··· PROVIDED ENTRIES

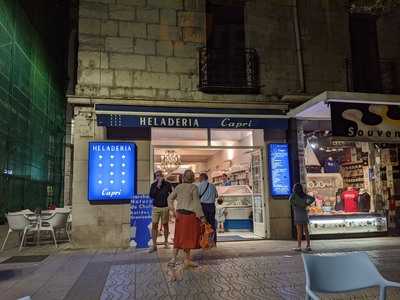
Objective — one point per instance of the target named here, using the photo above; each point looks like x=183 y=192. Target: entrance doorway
x=230 y=153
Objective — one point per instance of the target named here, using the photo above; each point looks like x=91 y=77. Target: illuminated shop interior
x=217 y=152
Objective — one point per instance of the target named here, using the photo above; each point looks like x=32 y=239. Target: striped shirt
x=210 y=194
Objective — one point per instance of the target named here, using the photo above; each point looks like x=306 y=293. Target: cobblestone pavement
x=241 y=270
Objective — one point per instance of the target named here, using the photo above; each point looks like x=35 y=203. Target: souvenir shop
x=349 y=160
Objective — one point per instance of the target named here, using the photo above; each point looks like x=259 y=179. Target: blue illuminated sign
x=279 y=170
x=112 y=171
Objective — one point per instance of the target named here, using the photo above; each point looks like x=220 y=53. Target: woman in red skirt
x=189 y=216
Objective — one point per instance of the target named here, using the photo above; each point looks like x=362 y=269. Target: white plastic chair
x=341 y=273
x=21 y=223
x=58 y=220
x=68 y=226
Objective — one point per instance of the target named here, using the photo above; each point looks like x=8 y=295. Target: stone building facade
x=145 y=52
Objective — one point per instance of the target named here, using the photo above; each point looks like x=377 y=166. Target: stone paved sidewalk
x=237 y=270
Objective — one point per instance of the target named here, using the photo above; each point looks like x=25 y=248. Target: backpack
x=206 y=236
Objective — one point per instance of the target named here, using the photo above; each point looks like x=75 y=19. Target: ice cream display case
x=238 y=202
x=347 y=223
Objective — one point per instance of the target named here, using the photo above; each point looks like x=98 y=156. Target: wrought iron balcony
x=387 y=78
x=233 y=71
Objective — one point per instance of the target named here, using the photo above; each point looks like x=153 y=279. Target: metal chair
x=341 y=273
x=58 y=220
x=21 y=223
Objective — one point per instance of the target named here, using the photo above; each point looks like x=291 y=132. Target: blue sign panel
x=112 y=171
x=189 y=122
x=279 y=170
x=141 y=209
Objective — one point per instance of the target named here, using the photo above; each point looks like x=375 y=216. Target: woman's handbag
x=206 y=236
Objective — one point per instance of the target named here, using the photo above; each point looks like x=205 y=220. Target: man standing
x=159 y=191
x=208 y=194
x=225 y=180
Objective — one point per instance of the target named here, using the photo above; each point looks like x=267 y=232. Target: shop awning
x=318 y=107
x=189 y=117
x=356 y=116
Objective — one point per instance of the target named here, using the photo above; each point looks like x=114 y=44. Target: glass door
x=259 y=223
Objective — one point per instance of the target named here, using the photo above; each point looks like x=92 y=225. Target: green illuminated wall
x=32 y=117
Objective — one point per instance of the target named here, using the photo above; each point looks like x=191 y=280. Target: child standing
x=220 y=214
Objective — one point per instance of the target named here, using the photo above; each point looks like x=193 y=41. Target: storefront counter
x=347 y=223
x=238 y=203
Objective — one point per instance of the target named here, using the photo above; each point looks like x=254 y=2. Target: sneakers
x=190 y=264
x=153 y=249
x=172 y=263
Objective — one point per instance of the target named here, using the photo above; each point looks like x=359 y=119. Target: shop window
x=352 y=183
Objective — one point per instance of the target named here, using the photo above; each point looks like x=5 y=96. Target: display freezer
x=238 y=203
x=347 y=223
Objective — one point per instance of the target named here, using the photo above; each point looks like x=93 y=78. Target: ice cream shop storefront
x=117 y=149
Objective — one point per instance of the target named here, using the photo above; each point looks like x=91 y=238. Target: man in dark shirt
x=159 y=191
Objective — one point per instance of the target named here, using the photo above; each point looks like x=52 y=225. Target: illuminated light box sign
x=112 y=171
x=279 y=170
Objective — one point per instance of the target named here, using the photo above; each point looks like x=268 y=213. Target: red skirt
x=187 y=232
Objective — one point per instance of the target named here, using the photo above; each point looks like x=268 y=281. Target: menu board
x=111 y=171
x=280 y=183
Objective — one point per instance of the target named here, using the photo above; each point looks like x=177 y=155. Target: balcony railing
x=233 y=71
x=388 y=78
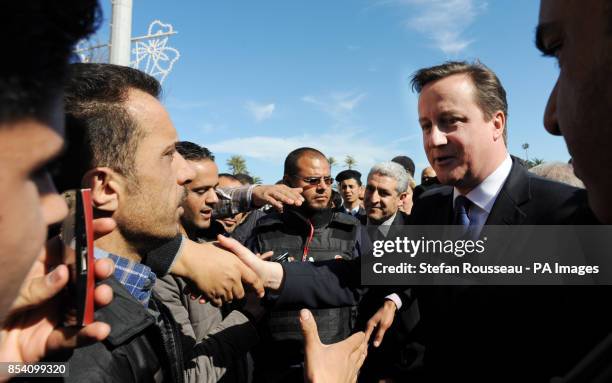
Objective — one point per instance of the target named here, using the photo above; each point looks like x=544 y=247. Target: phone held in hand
x=77 y=235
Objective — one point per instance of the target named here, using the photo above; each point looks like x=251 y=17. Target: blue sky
x=260 y=78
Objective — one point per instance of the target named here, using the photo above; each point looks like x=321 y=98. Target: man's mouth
x=443 y=160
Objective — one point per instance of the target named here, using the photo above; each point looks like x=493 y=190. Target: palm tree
x=525 y=147
x=350 y=161
x=534 y=162
x=237 y=164
x=332 y=161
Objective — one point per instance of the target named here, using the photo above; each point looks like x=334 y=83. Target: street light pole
x=121 y=32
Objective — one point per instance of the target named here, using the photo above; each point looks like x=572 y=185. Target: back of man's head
x=244 y=179
x=98 y=126
x=349 y=174
x=194 y=152
x=489 y=92
x=395 y=171
x=39 y=36
x=558 y=171
x=406 y=162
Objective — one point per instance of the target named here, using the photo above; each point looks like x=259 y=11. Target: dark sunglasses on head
x=316 y=180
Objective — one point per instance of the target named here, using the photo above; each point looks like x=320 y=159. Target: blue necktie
x=462 y=206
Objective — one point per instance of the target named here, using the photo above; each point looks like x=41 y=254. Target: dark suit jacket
x=510 y=333
x=361 y=214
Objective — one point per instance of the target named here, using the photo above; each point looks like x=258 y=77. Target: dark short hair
x=406 y=162
x=193 y=152
x=230 y=176
x=39 y=36
x=244 y=179
x=291 y=168
x=490 y=94
x=336 y=199
x=96 y=116
x=349 y=174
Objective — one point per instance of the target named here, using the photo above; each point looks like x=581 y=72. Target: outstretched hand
x=334 y=363
x=277 y=196
x=33 y=328
x=383 y=319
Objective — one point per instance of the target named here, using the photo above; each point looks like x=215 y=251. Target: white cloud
x=338 y=105
x=442 y=21
x=337 y=145
x=260 y=112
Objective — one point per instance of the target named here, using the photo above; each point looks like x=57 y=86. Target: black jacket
x=327 y=236
x=142 y=346
x=510 y=333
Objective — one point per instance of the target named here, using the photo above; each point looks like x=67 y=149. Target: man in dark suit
x=349 y=185
x=493 y=333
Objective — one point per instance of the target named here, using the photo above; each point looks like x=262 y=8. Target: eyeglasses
x=316 y=180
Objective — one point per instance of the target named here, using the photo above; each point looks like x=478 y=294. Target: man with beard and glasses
x=312 y=232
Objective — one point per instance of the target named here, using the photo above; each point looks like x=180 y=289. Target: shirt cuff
x=395 y=299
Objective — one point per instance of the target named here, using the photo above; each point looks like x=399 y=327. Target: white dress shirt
x=484 y=195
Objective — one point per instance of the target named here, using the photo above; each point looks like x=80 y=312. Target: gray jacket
x=213 y=348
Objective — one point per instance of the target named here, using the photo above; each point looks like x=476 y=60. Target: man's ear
x=499 y=124
x=402 y=197
x=106 y=186
x=286 y=180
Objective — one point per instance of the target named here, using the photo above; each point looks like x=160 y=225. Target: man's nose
x=437 y=137
x=551 y=123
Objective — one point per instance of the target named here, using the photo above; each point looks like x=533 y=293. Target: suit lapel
x=507 y=207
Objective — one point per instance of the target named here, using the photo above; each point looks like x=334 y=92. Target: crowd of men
x=202 y=276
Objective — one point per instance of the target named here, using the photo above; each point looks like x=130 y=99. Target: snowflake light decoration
x=151 y=53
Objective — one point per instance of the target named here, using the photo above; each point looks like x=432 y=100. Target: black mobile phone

······

WRITTEN EXERCISE - Print all of the records above again with every line unchanged, but leave out the pictures.

WRITTEN ANSWER -
Objective — one point per instance of the target named here, using the photo above; each point looks like x=183 y=192. Target: entrance doorway
x=230 y=153
Objective — one point per instance of the target named here, using the photo above; each point looks like x=91 y=77. Target: illuminated shop interior
x=217 y=152
Objective — one point per instance of the target named here, using the photo above; each point looks like x=32 y=239. Target: striped shirt
x=210 y=194
Objective — one point per instance of the target named here, using the photo above; each point looks like x=306 y=293. Target: cobblestone pavement
x=241 y=270
Objective — one point per instance of the target named here, using the photo above; each point looks like x=35 y=203. Target: souvenir shop
x=349 y=160
Objective — one point per instance of the target named here, using the photo above; each point looks like x=259 y=179. Target: blue illuminated sign
x=279 y=170
x=112 y=171
Objective — one point per instance of the target named here, using the photo above; each point looks like x=220 y=53. Target: woman in red skirt
x=189 y=216
Objective — one point per instance of the target named here, using the photo above; each point looks like x=362 y=269. Target: white plastic chair
x=341 y=273
x=21 y=223
x=58 y=220
x=68 y=226
Objective — one point per instance of the target named here, using the photo above; each point looks like x=8 y=295. Target: stone building facade
x=145 y=52
Objective — one point per instance of the target named here, using the photo above; each point looks like x=377 y=166. Target: stone paved sidewalk
x=237 y=270
Objective — one point per instance of the target named here, using the photo above; each point looks like x=25 y=248. Target: backpack
x=206 y=236
Objective — one point per instance of the target named here, using the photo above; each point looks like x=75 y=19. Target: ice cream display case
x=238 y=202
x=347 y=223
Objective — one point per instance of the target named here, using the photo above; each point looks like x=98 y=156. Target: wrought iron balcony
x=387 y=78
x=233 y=71
Objective — one point per instance of the target named here, using the photo above; each point looks like x=153 y=279. Target: metal chair
x=341 y=273
x=58 y=220
x=21 y=223
Objective — one point per instance of the target named here, using the photo above; each point looks like x=291 y=132. Target: blue sign panel
x=112 y=171
x=189 y=122
x=279 y=170
x=141 y=209
Objective — one point per instance of the target named here, using the photo above; each point looks like x=375 y=216. Target: woman's handbag
x=206 y=236
Objective — one point per instance of the target named here, using the photo above; each point looks like x=205 y=220. Target: man standing
x=159 y=191
x=208 y=194
x=225 y=180
Objective — one point per instance of the target named here, using the photo above; each point looks like x=267 y=232. Target: shop awning
x=318 y=107
x=189 y=117
x=356 y=116
Objective — one point per instance of the target named here, using the photo above; each point looks like x=114 y=44. Target: glass door
x=259 y=223
Objective — one point per instance of the target named here, using the photo above; each point looks like x=92 y=225. Target: green illuminated wall
x=32 y=117
Objective — one point per instance of the target named here, using the photo above; each point looks like x=191 y=280. Target: child standing
x=220 y=214
Objective — one point per instance of the target named here, using the photo above; each point looks like x=193 y=41. Target: storefront counter
x=347 y=223
x=238 y=203
Objective — one point per instance of the target named here, using the photo above; each point looks like x=254 y=2. Target: sneakers
x=190 y=264
x=153 y=249
x=172 y=263
Objective — one point per instance of the target named here, using the photo above; each point looks like x=359 y=119. Target: shop window
x=352 y=183
Objective — one point per instance of the target named here, using the photo above; each point looks like x=5 y=96. Target: display freezer
x=238 y=203
x=347 y=223
Objective — one point per instance of the target named here, using the photo above; each point looks like x=93 y=78. Target: ice cream shop storefront
x=117 y=149
Objective — one point per instance of the target named here, using the photo above; each point looks like x=91 y=238. Target: man in dark shirt
x=159 y=191
Objective — one point per instance of the target named here, using the photo above; each point looks like x=52 y=225. Target: illuminated light box sign
x=112 y=171
x=279 y=170
Objective — one point per instance of the target named here, using the photo above; each point looks like x=268 y=213. Target: red skirt
x=187 y=232
Objective — one point per instance of the target named here, using the photo above; each point looks like x=268 y=281. Target: menu board
x=111 y=171
x=280 y=183
Objective — one point per instance of the target named here, using the photo above; each point looks like x=177 y=155. Target: balcony railing
x=233 y=71
x=388 y=78
Objective — one point per instance of the target named here, using the photo above; each point looks like x=544 y=247. Target: phone held in hand
x=77 y=235
Objective — one point per instance of the target named here, using the photo above; each point looks like x=251 y=17. Target: blue sky
x=260 y=78
Objective — one point per instance of the target named here, using the photo above; each point looks like x=321 y=98. Target: man's mouth
x=443 y=160
Objective — one point per instance of the target named here, using the photo above; each point looks like x=493 y=190. Target: palm tree
x=525 y=147
x=350 y=161
x=534 y=162
x=237 y=164
x=332 y=161
Objective — one point per instance of the target named here, using the photo above; each point looks like x=334 y=83. Target: street light pole
x=121 y=32
Objective — one point per instance of the target named here, using the photo above; each point looks like x=572 y=185. Target: back of man's head
x=244 y=179
x=98 y=126
x=349 y=174
x=194 y=152
x=489 y=92
x=395 y=171
x=39 y=36
x=558 y=171
x=406 y=162
Objective — one point per instance of the target named here, using the photo above; each point looks like x=259 y=11. Target: dark sunglasses on head
x=316 y=180
Objective — one point per instance of the target named here, using the photo above; each point looks like x=320 y=159. Target: blue necktie
x=462 y=206
Objective — one point per instance of the target named here, using the photo above; each point looks like x=41 y=254. Target: dark suit jacket
x=510 y=333
x=361 y=214
Objective — one point per instance of the target named here, using the photo above; each point looks like x=258 y=77. Target: dark short hair
x=406 y=162
x=193 y=152
x=230 y=176
x=39 y=36
x=244 y=179
x=291 y=168
x=490 y=94
x=336 y=199
x=96 y=116
x=349 y=174
Objective — one point per instance of the target named here, using the photo above; each point looks like x=581 y=72. Target: outstretched hand
x=334 y=363
x=277 y=196
x=33 y=328
x=383 y=319
Objective — one point per instance of the target named here, using the photo above; each point looks like x=215 y=251. Target: white cloud
x=338 y=105
x=442 y=21
x=337 y=145
x=260 y=112
Objective — one point per instance of the target named here, using the photo above; each point looks like x=57 y=86. Target: black jacket
x=327 y=236
x=142 y=346
x=510 y=333
Objective — one point per instance of the target named here, using the photo above; each point looks like x=67 y=149. Target: man in dark suit
x=349 y=185
x=493 y=333
Objective — one point per instance of the target named here, using the photo above; each point looks like x=262 y=8. Target: eyeglasses
x=316 y=180
Objective — one point per instance of the target named here, using the photo above; each point looks like x=478 y=294. Target: man with beard and glasses
x=312 y=232
Objective — one point per instance of the target named here, using the photo above; each point looks like x=180 y=289. Target: shirt cuff
x=395 y=299
Objective — one point per instance of the target named here, using the photo above; each point looks like x=399 y=327. Target: white dress shirt
x=484 y=195
Objective — one point per instance of the target named here, using the photo above; each point looks like x=80 y=312. Target: gray jacket
x=213 y=348
Objective — one point per instance of the target named here, using the photo above; each point looks like x=476 y=60. Target: man's ear
x=499 y=124
x=402 y=197
x=106 y=186
x=286 y=180
Objective — one point per instance of the target named here, using the photo above; each point looks like x=160 y=225. Target: man's nose
x=437 y=137
x=551 y=123
Objective — one point per instance of the target named here, using the photo above; each point looks like x=533 y=293. Target: suit lapel
x=507 y=207
Objective — one point per instance of the target named here, using the photo above; each point looks like x=334 y=92. Target: crowd of men
x=202 y=276
Objective — one point per instance of the target named here, using the photo above; each point looks like x=130 y=99. Target: snowflake light decoration
x=151 y=53
Objective — one point per instance of the target named here, using the photo above; each point looks like x=432 y=100. Target: black mobile phone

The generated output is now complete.